* How to complete this task *
For each record, copy the text exactly and omit any picture it holds.

Extracted data entries:
┏━━

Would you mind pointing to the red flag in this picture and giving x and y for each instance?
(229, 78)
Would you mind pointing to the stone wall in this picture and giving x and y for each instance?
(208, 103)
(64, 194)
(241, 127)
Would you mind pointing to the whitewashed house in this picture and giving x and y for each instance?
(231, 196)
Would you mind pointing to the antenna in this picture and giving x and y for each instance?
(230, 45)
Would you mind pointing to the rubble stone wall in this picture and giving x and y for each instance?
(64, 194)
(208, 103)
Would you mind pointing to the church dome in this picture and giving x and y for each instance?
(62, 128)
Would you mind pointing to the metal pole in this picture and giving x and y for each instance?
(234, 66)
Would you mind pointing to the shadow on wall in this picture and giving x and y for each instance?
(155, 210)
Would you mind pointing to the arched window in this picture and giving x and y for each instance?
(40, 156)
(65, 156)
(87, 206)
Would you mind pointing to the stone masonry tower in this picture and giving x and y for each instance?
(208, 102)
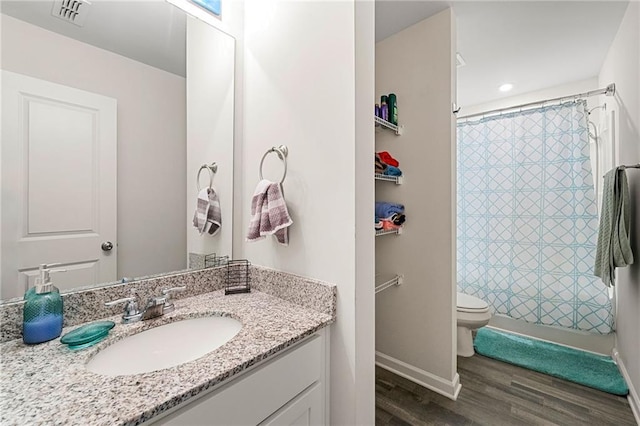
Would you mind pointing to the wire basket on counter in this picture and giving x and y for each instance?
(238, 279)
(213, 261)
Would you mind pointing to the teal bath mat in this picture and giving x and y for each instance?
(588, 369)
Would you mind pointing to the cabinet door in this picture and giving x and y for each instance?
(304, 410)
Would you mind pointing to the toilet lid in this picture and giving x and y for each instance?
(467, 303)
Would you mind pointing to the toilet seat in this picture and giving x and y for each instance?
(471, 304)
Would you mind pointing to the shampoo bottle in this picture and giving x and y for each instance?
(384, 109)
(392, 104)
(42, 315)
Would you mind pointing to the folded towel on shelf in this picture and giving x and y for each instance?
(392, 171)
(384, 210)
(377, 223)
(207, 217)
(380, 167)
(269, 214)
(386, 158)
(388, 225)
(614, 248)
(397, 218)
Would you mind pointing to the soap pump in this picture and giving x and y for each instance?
(42, 314)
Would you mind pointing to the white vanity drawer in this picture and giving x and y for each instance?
(257, 394)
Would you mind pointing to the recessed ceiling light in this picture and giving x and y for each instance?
(505, 87)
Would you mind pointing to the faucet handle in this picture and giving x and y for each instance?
(168, 305)
(131, 310)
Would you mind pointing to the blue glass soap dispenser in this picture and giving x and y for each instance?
(42, 315)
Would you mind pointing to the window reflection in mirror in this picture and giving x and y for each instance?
(105, 122)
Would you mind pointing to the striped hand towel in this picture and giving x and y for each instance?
(269, 214)
(207, 217)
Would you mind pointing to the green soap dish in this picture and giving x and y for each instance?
(87, 335)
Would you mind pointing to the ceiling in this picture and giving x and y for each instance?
(151, 32)
(532, 44)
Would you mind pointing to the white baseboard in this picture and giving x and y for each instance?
(448, 388)
(633, 397)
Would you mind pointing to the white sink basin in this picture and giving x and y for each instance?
(165, 346)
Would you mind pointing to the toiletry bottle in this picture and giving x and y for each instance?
(42, 315)
(384, 109)
(392, 104)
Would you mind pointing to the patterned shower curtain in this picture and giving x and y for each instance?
(527, 218)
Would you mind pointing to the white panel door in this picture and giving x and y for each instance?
(58, 184)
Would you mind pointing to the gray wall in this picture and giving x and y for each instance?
(415, 323)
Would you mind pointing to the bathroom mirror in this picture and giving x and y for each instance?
(109, 110)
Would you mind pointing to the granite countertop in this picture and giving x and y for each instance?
(48, 383)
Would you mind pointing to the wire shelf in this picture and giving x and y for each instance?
(388, 231)
(238, 279)
(395, 281)
(379, 122)
(398, 180)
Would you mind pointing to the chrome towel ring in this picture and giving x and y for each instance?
(282, 152)
(213, 169)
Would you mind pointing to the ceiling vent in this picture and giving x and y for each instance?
(460, 62)
(74, 11)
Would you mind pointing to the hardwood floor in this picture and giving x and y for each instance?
(495, 394)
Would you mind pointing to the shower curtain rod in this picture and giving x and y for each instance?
(610, 90)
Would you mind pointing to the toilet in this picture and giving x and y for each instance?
(472, 313)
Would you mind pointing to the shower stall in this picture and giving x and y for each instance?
(527, 216)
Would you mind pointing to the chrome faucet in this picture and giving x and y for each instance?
(156, 306)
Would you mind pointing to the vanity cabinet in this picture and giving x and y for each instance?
(290, 389)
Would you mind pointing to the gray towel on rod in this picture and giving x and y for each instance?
(614, 247)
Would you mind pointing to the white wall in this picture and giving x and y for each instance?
(300, 90)
(622, 66)
(210, 109)
(416, 322)
(151, 137)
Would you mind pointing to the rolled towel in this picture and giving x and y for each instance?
(388, 159)
(387, 209)
(392, 171)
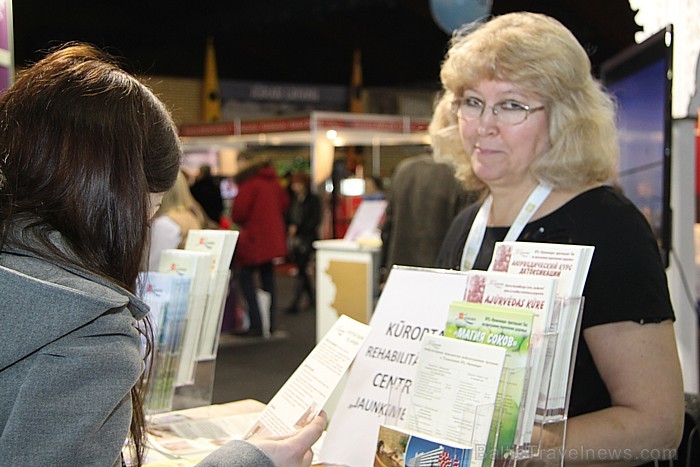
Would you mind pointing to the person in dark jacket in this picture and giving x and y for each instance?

┗━━

* Exercise response *
Would you mind pointing to the red flag in this picture and giving x and y for each instance?
(229, 78)
Would you mind pointing to the stone wall in this picture and giving x and y for each instance?
(208, 103)
(64, 194)
(241, 127)
Would you mind pointing to the whitewashed house in this picture and giving x and y for each instance?
(231, 196)
Would you mind pointing to the antenna in this picture and giving x and y for each instance?
(230, 45)
Would you mind pointing to the rubble stone wall in this picture and giving x and y for each instance?
(64, 194)
(208, 103)
Would you mind pointing to the church dome in this picture and giving x and y for each instance?
(62, 128)
Would you mind pointing to the metal pole in this picture and giving x and y for each instance?
(234, 66)
Would you mind pointing to the shadow on wall in this picture and giving x and y for each instance?
(155, 210)
Would you mind pointing to the arched window in this picture and giving x and y for each instance?
(40, 156)
(65, 156)
(87, 206)
Would you mind pointing to the stone masonry tower in this picture and giving x and y for each instance?
(208, 102)
Would you mind pointing to the wire basket on counter in this picture and giving x and y for each instance?
(238, 279)
(213, 261)
Would you mind pointing to the teal bath mat in this picture and giving x and y for each instance?
(588, 369)
Would you mind pointing to the cabinet door in this picture and giving x and y for each instance?
(304, 410)
Would you mind pointing to the toilet lid in this picture and giving x and y for each instance?
(467, 303)
Would you mind pointing to the toilet seat in this picture and giving x and y for each instance?
(471, 304)
Would you mind pointing to the shampoo bottle in this picture and giving x and y for each instance?
(384, 109)
(392, 104)
(42, 315)
Would you mind pointing to the folded towel on shelf in this picture and giving x and y for each instance?
(392, 171)
(384, 210)
(377, 223)
(207, 217)
(380, 167)
(269, 214)
(386, 158)
(388, 225)
(614, 248)
(397, 218)
Would you mind pointing to the soap pump in this picture and giving x and y for each instance?
(42, 314)
Would you mind pointing to the white vanity drawer in this picture and giving x and y for each instance?
(257, 394)
Would you mind pointing to the recessed ceiling light in this picture and giving x and y for each instance?
(505, 87)
Would you mind pointing to the faucet handle in this picture and giving x and y for each instance?
(168, 305)
(131, 310)
Would you mind pointing to the blue glass soap dispenser in this picture and giving x and y for each instance?
(42, 315)
Would you mind pointing to the window reflection in mirror in this picture and giving x and y for each instance?
(105, 122)
Would you mind pointing to the striped hand towel in this picture and giving x and y for each instance?
(269, 214)
(207, 217)
Would you mind pointing to the green soap dish in this picture and giving x and y for each instance?
(87, 335)
Would you mind pointing to the ceiling in this picture and giving x and y for each instance?
(151, 32)
(532, 44)
Would you mind pointing to the white baseboard in this picture and giving x and y for each instance?
(448, 388)
(633, 397)
Would you mind pointing to the white sink basin in this picture and giving x and y for each instance?
(165, 346)
Would you mind pointing to the toiletry bottle in this picture and giving x and y for each instance?
(42, 315)
(384, 109)
(392, 104)
Would you mind pointing to the patterned shower curtain in this picture and giving x and y for each instance?
(527, 218)
Would you mind pointing to the white panel door in this picture and giving x and y for each instance?
(58, 184)
Would you mind pointing to the gray wall in this picture and giving x and y for each instance?
(415, 323)
Would you mind pointing to the bathroom mirror in this picture and giving x and y for each instance?
(109, 110)
Would you mind pointing to the granite countertop in this picture and giving x and y for each instance?
(48, 383)
Would you mind pointing to the wire shelf in this picture and giving x and y for each instance?
(388, 231)
(238, 279)
(395, 281)
(379, 122)
(398, 180)
Would you mind pointing to the chrome towel ring in this picture and giving x and y for each instance?
(282, 152)
(213, 169)
Would you mind pointing to the ceiling vent in this picture and giving x and y for each instance?
(460, 62)
(74, 11)
Would you mind pointing to the hardwood floor in this picture and giving x and y for each instance?
(495, 394)
Would you mind pointing to the shower curtain rod in this picture and giving x and y for each instance?
(610, 90)
Would you mind pointing to the toilet in this picture and giving x and y for each instance?
(472, 313)
Would you mind pointing to the shower stall in this picture and giving x and y for each instance?
(527, 216)
Would you mind pointing to the chrome faucet in this picture and giving x and y for each instance?
(156, 306)
Would you mind pointing to the vanity cabinet in this picture and giving x and y for each instance?
(290, 389)
Would you mind pointing to the gray towel on rod in this picture and giving x and y for each instance?
(614, 247)
Would you mind pointing to the white wall in this picture and giving x and y for each instance?
(300, 90)
(622, 66)
(210, 109)
(416, 322)
(151, 137)
Would you mind pointing to the rolled towel in this picture and giving x and y for each instance?
(388, 159)
(387, 209)
(392, 171)
Would you mind pointing to the person in dark jacket in this picture and giving x and y for each instance?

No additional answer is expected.